**Problem requirements:**
Which lines in the material below contain the word "treeline"? Copy each of them.

BEGIN Records for processing

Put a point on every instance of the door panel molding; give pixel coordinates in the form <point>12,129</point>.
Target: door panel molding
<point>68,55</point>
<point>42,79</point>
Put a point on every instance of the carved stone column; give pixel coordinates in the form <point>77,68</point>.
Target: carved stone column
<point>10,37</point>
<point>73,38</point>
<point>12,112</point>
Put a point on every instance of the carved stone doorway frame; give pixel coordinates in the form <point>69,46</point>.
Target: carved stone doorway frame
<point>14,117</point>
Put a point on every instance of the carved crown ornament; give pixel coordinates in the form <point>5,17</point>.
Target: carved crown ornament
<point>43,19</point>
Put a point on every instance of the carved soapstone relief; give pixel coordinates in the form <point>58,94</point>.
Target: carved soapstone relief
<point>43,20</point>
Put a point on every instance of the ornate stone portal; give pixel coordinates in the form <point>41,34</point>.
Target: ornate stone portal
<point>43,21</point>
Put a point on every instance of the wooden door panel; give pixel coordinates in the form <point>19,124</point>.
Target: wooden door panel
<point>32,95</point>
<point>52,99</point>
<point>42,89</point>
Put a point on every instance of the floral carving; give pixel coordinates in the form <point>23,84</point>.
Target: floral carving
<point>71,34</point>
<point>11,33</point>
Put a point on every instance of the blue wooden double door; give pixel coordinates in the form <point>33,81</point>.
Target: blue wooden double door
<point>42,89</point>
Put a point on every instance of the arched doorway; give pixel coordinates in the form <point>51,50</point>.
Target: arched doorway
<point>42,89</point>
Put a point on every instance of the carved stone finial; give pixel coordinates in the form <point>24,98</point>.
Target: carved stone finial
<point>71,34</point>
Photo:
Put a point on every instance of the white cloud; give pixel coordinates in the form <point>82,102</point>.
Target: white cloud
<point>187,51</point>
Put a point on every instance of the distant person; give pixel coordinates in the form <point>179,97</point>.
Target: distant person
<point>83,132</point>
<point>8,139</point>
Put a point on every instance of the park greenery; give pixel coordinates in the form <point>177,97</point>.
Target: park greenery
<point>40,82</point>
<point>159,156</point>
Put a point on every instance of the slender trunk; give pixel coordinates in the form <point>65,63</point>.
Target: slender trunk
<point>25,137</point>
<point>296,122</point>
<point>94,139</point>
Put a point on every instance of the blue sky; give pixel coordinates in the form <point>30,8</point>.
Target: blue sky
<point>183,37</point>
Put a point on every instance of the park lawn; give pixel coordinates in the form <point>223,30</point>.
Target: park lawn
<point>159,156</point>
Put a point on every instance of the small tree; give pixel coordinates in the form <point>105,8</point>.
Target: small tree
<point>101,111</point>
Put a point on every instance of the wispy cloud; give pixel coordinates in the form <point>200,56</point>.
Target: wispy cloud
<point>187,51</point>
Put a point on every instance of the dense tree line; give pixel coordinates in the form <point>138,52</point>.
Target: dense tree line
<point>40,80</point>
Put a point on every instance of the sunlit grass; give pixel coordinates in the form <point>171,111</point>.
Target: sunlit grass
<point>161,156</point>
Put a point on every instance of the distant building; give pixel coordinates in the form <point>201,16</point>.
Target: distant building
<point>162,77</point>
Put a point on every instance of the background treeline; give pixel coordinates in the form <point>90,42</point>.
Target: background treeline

END Records for processing

**Response below:**
Put a point on every instance of the background treeline; give pixel coordinates in the form <point>90,42</point>.
Target: background treeline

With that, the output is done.